#### [Exercise]
Copy nothing but the lines below running from the line containing "A single pin marks each instance of the finger." through the line containing "Query: finger", both end lines included.
┌─ Information supplied
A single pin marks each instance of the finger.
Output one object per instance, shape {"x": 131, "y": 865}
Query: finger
└─
┌─ Information supplied
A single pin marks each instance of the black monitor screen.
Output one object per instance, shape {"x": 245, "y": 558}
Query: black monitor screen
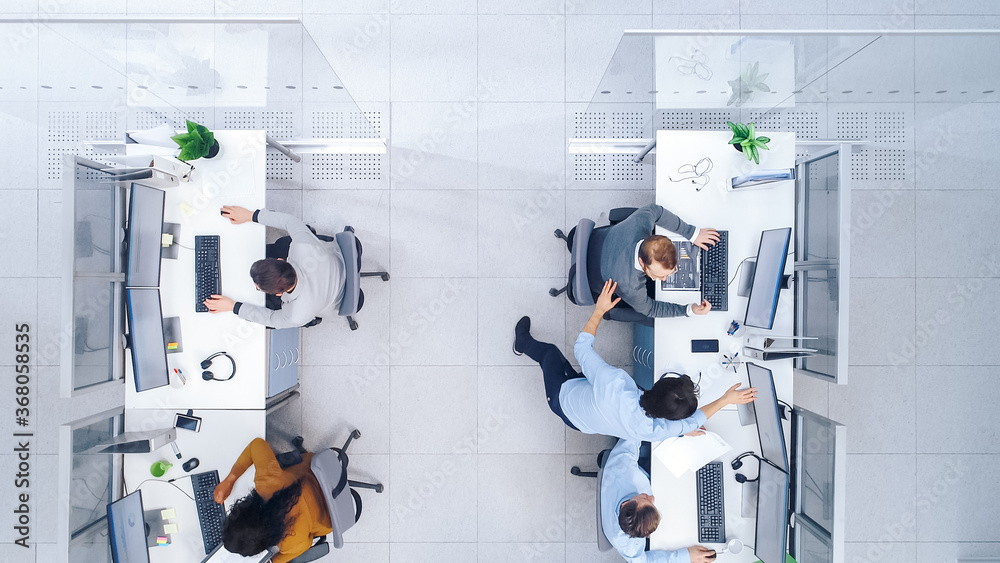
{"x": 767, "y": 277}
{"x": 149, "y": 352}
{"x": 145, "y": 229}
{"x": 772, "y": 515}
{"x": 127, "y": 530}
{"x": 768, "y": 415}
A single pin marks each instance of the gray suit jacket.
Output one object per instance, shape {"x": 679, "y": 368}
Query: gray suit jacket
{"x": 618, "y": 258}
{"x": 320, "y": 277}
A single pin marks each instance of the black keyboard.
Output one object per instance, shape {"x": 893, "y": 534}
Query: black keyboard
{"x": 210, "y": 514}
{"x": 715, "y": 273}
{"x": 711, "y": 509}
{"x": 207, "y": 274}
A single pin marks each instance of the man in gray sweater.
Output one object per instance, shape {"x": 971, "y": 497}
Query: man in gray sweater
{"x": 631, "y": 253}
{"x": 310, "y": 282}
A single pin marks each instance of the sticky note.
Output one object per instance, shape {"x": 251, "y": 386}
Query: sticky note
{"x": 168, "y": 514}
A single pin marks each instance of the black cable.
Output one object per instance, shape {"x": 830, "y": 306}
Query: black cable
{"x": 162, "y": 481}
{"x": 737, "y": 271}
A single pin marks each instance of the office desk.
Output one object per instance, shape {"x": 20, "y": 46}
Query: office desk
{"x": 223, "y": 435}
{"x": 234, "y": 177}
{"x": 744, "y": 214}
└─
#### [Response area]
A single pin marks each instance of the finger.
Output one object per instance, shape {"x": 131, "y": 865}
Query: finger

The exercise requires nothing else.